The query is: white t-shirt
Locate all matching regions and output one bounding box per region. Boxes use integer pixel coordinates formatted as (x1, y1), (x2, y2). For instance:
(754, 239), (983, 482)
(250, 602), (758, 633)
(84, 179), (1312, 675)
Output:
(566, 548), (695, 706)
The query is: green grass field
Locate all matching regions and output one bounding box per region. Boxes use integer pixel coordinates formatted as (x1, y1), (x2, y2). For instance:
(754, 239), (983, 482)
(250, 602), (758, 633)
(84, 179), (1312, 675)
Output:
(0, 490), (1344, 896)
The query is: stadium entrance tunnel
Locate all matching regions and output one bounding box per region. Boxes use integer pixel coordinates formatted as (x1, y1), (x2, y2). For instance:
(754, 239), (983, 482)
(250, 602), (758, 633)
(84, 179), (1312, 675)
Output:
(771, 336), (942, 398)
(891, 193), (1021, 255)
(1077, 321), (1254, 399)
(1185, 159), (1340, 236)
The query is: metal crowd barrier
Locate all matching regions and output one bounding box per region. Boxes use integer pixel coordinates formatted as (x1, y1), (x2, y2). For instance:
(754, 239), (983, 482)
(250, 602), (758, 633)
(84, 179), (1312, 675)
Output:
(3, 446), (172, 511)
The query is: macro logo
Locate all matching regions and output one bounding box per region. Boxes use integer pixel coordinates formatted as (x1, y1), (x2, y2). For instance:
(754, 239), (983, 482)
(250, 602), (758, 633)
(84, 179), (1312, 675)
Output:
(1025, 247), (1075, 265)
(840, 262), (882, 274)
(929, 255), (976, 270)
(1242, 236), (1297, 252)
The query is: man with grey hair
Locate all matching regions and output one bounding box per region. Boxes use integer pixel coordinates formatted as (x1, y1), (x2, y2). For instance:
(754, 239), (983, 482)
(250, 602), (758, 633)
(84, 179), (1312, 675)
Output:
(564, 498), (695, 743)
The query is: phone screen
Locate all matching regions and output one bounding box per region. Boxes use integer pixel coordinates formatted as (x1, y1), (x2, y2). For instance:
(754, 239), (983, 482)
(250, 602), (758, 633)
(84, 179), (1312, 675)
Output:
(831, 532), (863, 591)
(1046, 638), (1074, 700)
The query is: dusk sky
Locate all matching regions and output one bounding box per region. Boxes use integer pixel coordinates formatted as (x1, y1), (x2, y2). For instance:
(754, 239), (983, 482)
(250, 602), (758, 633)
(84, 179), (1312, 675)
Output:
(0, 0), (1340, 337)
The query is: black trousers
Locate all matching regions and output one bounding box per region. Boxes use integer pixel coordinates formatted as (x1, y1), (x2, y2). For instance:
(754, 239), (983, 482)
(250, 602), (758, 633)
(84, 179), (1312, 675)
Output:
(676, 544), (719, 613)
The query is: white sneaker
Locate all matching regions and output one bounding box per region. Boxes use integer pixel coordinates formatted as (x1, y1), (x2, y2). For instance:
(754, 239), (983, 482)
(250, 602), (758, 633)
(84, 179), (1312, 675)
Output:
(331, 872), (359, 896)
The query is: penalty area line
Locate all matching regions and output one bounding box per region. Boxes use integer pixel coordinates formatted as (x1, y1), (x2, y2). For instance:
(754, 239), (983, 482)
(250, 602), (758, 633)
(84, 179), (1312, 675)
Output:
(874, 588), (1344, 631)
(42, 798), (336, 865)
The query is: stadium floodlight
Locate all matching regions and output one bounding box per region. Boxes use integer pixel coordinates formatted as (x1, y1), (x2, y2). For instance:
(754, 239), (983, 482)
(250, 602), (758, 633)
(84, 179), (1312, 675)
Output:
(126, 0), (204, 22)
+++++
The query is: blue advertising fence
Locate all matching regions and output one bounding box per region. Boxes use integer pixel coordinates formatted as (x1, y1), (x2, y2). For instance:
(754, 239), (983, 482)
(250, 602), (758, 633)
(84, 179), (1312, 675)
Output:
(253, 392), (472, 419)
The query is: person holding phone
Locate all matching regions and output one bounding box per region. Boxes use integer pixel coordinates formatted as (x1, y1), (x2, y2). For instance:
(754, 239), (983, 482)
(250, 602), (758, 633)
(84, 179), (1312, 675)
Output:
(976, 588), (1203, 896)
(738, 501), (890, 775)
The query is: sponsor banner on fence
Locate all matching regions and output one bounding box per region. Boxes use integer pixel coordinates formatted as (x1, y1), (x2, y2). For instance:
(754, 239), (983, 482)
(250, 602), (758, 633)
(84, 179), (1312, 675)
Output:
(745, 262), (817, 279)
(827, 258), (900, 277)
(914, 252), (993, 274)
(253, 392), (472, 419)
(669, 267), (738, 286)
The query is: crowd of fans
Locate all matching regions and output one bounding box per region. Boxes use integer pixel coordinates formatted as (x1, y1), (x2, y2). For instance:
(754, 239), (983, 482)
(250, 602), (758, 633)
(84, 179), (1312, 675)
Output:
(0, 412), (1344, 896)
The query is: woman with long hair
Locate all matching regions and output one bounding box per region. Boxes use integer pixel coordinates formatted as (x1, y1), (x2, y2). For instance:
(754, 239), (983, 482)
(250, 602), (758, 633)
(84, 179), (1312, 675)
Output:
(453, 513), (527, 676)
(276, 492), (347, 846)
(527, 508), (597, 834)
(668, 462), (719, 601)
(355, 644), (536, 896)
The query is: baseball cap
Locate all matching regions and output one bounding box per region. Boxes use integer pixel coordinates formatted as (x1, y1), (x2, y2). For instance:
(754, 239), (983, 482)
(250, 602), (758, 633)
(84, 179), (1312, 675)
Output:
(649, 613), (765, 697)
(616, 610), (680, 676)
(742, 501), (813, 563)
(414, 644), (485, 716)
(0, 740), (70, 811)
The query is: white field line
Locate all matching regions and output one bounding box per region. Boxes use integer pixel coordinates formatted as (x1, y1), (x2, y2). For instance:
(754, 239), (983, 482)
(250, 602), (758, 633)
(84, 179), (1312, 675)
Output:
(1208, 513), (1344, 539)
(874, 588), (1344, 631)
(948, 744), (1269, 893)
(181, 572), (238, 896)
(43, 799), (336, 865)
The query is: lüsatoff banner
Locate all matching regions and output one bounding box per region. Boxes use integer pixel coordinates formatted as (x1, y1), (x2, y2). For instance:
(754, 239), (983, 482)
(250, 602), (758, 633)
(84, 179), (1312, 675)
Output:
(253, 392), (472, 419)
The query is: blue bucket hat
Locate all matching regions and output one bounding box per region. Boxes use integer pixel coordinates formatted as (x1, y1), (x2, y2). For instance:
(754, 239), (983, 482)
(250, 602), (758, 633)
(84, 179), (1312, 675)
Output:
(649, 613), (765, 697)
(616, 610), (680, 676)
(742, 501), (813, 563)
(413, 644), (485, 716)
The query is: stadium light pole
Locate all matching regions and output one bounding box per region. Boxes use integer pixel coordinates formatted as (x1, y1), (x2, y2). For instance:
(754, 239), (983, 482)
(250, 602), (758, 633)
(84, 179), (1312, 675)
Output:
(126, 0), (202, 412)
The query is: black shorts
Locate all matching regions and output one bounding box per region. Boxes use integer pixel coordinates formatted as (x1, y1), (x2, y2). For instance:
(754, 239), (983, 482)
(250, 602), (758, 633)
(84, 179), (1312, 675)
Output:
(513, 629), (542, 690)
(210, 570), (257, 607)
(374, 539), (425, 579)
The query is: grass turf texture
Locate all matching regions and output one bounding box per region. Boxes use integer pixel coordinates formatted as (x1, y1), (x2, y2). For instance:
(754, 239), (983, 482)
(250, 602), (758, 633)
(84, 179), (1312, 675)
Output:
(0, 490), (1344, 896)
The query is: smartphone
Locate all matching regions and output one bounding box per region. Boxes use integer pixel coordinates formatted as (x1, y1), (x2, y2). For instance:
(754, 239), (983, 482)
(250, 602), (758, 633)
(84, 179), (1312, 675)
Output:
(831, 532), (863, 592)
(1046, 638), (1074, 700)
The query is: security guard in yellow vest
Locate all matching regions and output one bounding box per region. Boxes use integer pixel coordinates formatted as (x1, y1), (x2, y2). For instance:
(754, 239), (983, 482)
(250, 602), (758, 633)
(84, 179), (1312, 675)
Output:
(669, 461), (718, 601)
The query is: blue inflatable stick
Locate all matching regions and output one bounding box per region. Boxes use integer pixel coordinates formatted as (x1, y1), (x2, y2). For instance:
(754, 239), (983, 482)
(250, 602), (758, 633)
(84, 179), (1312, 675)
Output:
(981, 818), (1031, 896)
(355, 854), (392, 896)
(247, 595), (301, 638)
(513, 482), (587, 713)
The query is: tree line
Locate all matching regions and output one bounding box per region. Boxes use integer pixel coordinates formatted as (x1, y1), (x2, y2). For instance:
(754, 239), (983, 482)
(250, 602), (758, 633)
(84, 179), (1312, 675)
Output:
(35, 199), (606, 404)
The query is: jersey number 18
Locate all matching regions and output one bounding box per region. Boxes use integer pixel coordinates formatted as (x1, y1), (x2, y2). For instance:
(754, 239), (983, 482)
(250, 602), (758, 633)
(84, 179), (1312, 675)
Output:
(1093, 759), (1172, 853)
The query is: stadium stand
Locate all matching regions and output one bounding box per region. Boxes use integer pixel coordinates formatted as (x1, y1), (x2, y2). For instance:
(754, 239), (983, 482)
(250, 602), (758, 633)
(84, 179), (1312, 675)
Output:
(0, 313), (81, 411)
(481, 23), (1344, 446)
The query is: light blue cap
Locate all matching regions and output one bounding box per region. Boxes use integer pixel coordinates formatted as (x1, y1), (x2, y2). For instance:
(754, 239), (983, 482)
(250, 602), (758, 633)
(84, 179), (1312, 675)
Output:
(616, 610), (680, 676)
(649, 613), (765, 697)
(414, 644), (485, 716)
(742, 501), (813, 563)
+++++
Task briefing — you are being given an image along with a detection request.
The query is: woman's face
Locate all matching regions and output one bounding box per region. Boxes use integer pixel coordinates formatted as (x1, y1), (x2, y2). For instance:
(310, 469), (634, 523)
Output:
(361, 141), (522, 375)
+++++
Copy the items from the line with "The query is: tree line" to the line with "(1093, 759), (1172, 853)", both included, and lower every bounding-box coordinate in the answers by 56, leaving the requests and their sample boxes unchanged.

= Final answer =
The query is: tree line
Locate all matching regions and output one bounding box per region. Boxes use integer pixel coordinates formatted as (x1, y1), (x2, y2). For instance:
(754, 239), (983, 482)
(250, 602), (758, 633)
(84, 179), (1312, 675)
Output:
(-21, 143), (550, 348)
The query is: jersey number 18
Locate all matching regions and output one bounding box per region. Boxes use integer pixel coordinates formatted as (x1, y1), (x2, y2). For instance:
(754, 239), (983, 482)
(250, 602), (758, 633)
(84, 179), (1312, 675)
Output:
(1037, 703), (1116, 797)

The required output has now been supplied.